* [Stored entries]
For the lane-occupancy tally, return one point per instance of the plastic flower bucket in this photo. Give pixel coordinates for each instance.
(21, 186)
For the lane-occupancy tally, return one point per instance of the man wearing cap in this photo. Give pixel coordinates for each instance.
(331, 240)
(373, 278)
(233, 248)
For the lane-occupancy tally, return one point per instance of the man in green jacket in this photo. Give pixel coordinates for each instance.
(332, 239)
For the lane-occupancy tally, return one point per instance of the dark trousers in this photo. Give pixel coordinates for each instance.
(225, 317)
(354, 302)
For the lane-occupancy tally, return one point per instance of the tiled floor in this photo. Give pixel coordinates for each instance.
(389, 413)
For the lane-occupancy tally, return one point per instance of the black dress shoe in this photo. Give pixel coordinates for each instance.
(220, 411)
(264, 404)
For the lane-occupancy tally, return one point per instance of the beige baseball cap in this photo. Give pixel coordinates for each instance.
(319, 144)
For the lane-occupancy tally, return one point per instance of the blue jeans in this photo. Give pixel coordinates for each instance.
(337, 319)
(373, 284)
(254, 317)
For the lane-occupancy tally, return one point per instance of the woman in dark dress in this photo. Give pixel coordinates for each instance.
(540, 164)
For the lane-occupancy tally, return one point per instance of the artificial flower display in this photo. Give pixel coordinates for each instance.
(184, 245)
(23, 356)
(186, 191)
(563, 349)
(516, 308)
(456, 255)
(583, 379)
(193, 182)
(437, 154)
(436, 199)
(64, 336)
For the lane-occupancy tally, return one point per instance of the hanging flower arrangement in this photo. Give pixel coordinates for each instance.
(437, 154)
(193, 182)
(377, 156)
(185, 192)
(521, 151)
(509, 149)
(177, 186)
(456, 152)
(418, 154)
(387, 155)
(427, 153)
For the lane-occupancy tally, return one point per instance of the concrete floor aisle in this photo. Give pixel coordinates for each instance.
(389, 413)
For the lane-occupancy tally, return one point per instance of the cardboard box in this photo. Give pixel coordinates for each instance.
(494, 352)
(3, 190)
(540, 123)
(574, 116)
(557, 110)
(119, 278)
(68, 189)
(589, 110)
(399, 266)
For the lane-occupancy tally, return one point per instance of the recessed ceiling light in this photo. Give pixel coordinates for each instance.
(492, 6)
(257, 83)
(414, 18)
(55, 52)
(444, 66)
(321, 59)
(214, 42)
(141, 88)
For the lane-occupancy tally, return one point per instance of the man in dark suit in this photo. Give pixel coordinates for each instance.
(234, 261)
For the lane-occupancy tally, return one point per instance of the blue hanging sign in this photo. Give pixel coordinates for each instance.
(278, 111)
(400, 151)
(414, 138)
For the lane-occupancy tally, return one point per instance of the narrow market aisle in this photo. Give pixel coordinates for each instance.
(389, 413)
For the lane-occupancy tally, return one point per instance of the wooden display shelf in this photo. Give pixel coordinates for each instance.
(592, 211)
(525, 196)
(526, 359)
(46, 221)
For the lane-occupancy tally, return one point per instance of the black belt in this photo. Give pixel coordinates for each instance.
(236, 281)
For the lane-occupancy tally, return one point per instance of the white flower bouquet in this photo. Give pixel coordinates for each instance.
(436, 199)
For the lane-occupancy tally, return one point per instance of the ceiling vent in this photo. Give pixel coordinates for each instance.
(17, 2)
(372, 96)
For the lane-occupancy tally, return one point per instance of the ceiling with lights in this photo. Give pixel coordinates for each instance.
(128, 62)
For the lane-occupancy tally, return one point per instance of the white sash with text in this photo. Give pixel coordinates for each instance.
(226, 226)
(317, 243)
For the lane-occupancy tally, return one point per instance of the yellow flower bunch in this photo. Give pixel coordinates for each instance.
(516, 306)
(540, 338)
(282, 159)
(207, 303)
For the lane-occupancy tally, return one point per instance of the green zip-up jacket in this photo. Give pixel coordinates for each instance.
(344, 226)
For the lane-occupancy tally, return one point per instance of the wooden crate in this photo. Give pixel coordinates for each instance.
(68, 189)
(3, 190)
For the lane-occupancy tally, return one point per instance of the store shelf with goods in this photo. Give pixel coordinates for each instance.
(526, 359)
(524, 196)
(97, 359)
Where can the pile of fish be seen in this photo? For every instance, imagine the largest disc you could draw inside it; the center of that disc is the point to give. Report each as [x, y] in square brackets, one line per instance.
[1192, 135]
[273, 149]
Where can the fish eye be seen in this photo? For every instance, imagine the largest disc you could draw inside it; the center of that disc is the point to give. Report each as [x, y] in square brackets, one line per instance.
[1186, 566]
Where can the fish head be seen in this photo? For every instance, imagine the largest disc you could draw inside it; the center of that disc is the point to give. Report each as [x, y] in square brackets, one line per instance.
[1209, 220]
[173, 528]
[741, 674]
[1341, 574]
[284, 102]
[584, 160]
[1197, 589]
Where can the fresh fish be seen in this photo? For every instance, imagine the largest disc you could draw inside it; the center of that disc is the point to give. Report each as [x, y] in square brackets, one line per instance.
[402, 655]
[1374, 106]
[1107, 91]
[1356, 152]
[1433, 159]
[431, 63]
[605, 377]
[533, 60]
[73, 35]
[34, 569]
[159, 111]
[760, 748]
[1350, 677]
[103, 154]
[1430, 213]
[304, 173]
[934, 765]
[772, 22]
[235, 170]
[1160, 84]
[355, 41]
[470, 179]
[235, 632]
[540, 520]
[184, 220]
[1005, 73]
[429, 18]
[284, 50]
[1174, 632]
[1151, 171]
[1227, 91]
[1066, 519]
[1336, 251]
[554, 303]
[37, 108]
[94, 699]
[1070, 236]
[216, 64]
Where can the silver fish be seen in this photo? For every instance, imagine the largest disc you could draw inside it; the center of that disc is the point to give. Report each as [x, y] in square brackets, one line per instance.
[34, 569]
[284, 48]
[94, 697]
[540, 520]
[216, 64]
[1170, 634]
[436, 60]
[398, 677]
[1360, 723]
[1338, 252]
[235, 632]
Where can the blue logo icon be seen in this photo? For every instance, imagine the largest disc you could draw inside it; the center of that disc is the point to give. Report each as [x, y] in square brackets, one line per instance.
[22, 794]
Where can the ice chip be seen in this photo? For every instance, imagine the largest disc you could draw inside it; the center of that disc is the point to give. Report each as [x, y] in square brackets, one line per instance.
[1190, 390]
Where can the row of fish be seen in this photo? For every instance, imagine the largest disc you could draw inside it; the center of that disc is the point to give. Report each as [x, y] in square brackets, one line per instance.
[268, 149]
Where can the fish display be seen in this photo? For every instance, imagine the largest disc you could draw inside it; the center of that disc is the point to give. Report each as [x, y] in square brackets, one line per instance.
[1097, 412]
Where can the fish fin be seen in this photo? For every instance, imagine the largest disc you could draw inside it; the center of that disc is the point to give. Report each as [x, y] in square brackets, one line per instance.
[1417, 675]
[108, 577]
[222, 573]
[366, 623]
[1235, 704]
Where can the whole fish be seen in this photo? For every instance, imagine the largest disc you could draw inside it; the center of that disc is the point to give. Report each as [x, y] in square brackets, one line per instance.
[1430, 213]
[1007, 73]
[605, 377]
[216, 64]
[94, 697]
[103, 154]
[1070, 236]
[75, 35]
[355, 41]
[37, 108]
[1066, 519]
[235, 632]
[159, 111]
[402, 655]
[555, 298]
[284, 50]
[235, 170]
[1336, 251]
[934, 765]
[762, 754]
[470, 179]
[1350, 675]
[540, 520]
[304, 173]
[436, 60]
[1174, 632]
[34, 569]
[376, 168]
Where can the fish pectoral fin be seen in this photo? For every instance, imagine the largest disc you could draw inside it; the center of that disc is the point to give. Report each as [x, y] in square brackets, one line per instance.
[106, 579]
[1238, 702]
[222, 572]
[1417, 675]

* [WHAT TO PRODUCE]
All the lines above must appear again in the answer, word for word.

* [SOLUTION TO THIS TASK]
For the lane-occupancy tally, return one point per instance of the plastic flower bucket in this photo. Give pixel coordinates for each instance.
(21, 186)
For the lane-occupancy tally, return one point per instance of the man wearing cap in this photo. Give pixel coordinates for each instance.
(331, 240)
(373, 278)
(233, 248)
For the lane-occupancy tally, return one point per instance of the man in green jacket in this photo. Give pixel coordinates for each instance.
(332, 239)
For the lane-occupancy tally, return one point per instance of the dark trousers in this photo. Give pixel coordinates for each instance.
(225, 317)
(354, 302)
For the lane-occupancy tally, return one point per instance of the tiled floor in this photo. Give pixel coordinates for each instance.
(389, 413)
For the lane-occupancy tally, return one point per instance of the black dress shoe in this photo. Give pixel coordinates for each instance.
(220, 411)
(264, 404)
For the lane-occupancy tally, return one point per instance of the beige baseball cap in this photo. Give pixel coordinates for each instance.
(319, 144)
For the lane-occupancy tally, return one point per instance of the blue jeans in this photo. Give pixel coordinates for each instance.
(337, 319)
(373, 284)
(254, 317)
For the lane-occupancy tally, return one point per instance of the woman in dark dress in this photo. Give pixel coordinates for each instance.
(540, 164)
For the lane-occupancy tally, return one point per instance of the artificial flower display in this photo. Give pixel coordinates for each instance.
(184, 245)
(23, 356)
(186, 191)
(563, 349)
(516, 308)
(456, 255)
(583, 379)
(193, 182)
(437, 154)
(436, 199)
(64, 336)
For the lane-occupancy tally, return one point per instance of the hanging flower arrangement in this photo. Give pixel coordinates for each instance.
(437, 154)
(193, 182)
(377, 156)
(185, 192)
(521, 151)
(509, 149)
(177, 186)
(456, 152)
(418, 154)
(387, 155)
(427, 153)
For the lane-occupancy tally, return one point per instance of the concrete floor aisle in this photo. Give pixel coordinates for each instance.
(389, 413)
For the lane-occupancy tally, return one point per instance of the cardboard box in this photo. Give pixel coordinates for each instance.
(494, 352)
(3, 190)
(540, 123)
(574, 116)
(557, 110)
(119, 278)
(68, 189)
(589, 110)
(399, 266)
For the lane-occupancy tally, return one point per instance of the recessed ceiling light in this photo. Give pixel coordinates for each instance.
(492, 6)
(257, 83)
(414, 18)
(55, 52)
(444, 66)
(321, 59)
(214, 42)
(141, 88)
For the lane-occupancy tally, return one point per instance of the man in dark suit in this photo. Give pixel coordinates for each instance.
(234, 261)
For the lane-occupancy tally, return one point per instance of the blue hanging sign in this photo. Give pixel coordinates for each instance.
(278, 111)
(400, 151)
(414, 138)
For the lane-occupancy tally, return one point per instance of the narrow market aisle in this photo. Give pixel coordinates for each instance.
(389, 413)
For the lane-occupancy tally, return one point per instance of the wooden display shelf in this photo. Give pixel coordinates for each instance.
(592, 211)
(525, 196)
(526, 359)
(46, 221)
For the lane-occupancy tally, return one point per instance of the black belt in this photo. Give pixel coordinates for each instance.
(236, 281)
For the lane-occupancy tally, return one point per instance of the white flower bouquet in this photo. Give pixel coordinates for each instance.
(436, 199)
For the lane-occupancy tally, return one point per instance of the ceiling vent in this photo. Give pixel coordinates for each instance.
(17, 2)
(372, 96)
For the lane-occupancy tally, return one point per instance of the ceiling with lights in this photo. Give pixel coordinates for each instance.
(128, 62)
For the lane-occupancy tally, return one point per instance of the white sash with text in this photo. Give pixel coordinates for each instance.
(226, 226)
(317, 243)
For the lane-occupancy tally, return one point per instance of the yellow flower bunch in this photo. Give pixel coordinates for each instance.
(516, 306)
(540, 338)
(282, 159)
(207, 303)
For the lane-occupancy tally, return one point per instance of the green zip-up jacket in this photo. Give pixel coordinates for each instance.
(344, 226)
For the lane-occupancy tally, return one point per instance of the wooden crate in this photo. Give pixel coordinates for each instance.
(68, 189)
(3, 190)
For the lane-occupancy tally, return one point per instance of the store shelf with goods in this photo. Give pixel coordinates for each instance.
(526, 359)
(524, 196)
(97, 359)
Where can the pile of fish be seen in this photo? For every instance, imagine the largest disc you could draw inside it; the center of that disc is the point to give. Report each as [x, y] in square brackets, one line per instance.
[1192, 135]
[273, 149]
Where can the fish eye be seen in this photo? For every instance, imagine the largest disc you could draw inside it; the center of that disc is the point to give. Report each as [x, y] in square brackets, one line per instance.
[1186, 566]
Where can the fish head be seen in this photo? For every instance, imagine the largest disc you could draw inside it; the center of that disc is the point to give. Report each as [x, y] in square brackets, one line per instance.
[1209, 220]
[173, 528]
[741, 674]
[1341, 574]
[284, 102]
[584, 160]
[1197, 589]
Where can the fresh fish be seen in this photo? For every instance, imagine the largest disc you could draw inside it; the center of that disc is the point to give. Report each as [x, y] in square brackets, one line per instance.
[402, 655]
[1374, 106]
[1107, 91]
[1356, 152]
[1433, 159]
[431, 63]
[605, 377]
[533, 60]
[73, 35]
[34, 569]
[159, 111]
[760, 748]
[1350, 677]
[103, 154]
[1430, 213]
[304, 173]
[934, 765]
[772, 22]
[235, 170]
[1160, 84]
[355, 41]
[470, 179]
[235, 632]
[540, 520]
[184, 220]
[1005, 73]
[429, 18]
[284, 50]
[1174, 632]
[1151, 171]
[1227, 91]
[1066, 519]
[1336, 251]
[554, 303]
[37, 108]
[94, 699]
[1070, 236]
[216, 64]
Where can the silver fish be seen in this photo? For every instance, imagine the largest disc you could draw inside it; the center of that disc is the point to give. Report each as [x, y] in square brackets, one line per instance.
[34, 569]
[284, 48]
[94, 697]
[540, 520]
[216, 64]
[1170, 634]
[436, 60]
[398, 677]
[1360, 723]
[1338, 252]
[235, 632]
Where can the blue logo icon be seen in this photo? For every instance, imagine the largest disc you could draw inside it; the center of that disc is the point to give. Report each as [x, y] in square brackets, one line per instance.
[22, 794]
Where can the ice chip be seen in this photo? For every instance, imagine the largest disc you could draw inside it; the center of that disc is the point to give. Report each as [x, y] in square brackets, one line per instance.
[1190, 390]
Where can the row of fish be seen in this photo? For every instance, imagine the largest disc you could draw inside it; the center of that disc is the point to give. Report each as [x, y] in square brackets, one line per instance.
[268, 149]
Where can the fish display be seen in this photo? For every instance, imagine the largest disc you could draw inside it; the center of that disc is the point to give. Report each as [x, y] in square brackets, one line per instance.
[1097, 412]
Where can the fish fin be seen in this photo? For every instance, imagine the largest disc you could draw inside it; the center of that disc is the point to give. Report each as [x, y] in square brackets, one line per instance.
[1417, 675]
[108, 577]
[222, 573]
[366, 623]
[1235, 704]
Where can the whole fish be seen in this photo? For every instance, imagine the largest disc you could draw inside it; the center of that disc is the point to give. Report each as [x, y] in square brackets, one line per instance.
[1430, 213]
[1007, 73]
[605, 377]
[216, 64]
[94, 697]
[103, 154]
[1070, 236]
[75, 35]
[355, 41]
[37, 108]
[1066, 519]
[235, 632]
[159, 111]
[402, 655]
[555, 298]
[284, 50]
[235, 170]
[1336, 251]
[934, 765]
[762, 754]
[470, 179]
[1350, 675]
[540, 520]
[304, 173]
[436, 60]
[1174, 632]
[34, 569]
[376, 168]
Where can the fish pectoral fin be seen in this photo? For every instance, imagine the largest disc you could draw inside it; the center of that disc is the point to give. Report each as [x, y] in square brackets, one line per instance.
[106, 579]
[1238, 702]
[222, 572]
[1417, 675]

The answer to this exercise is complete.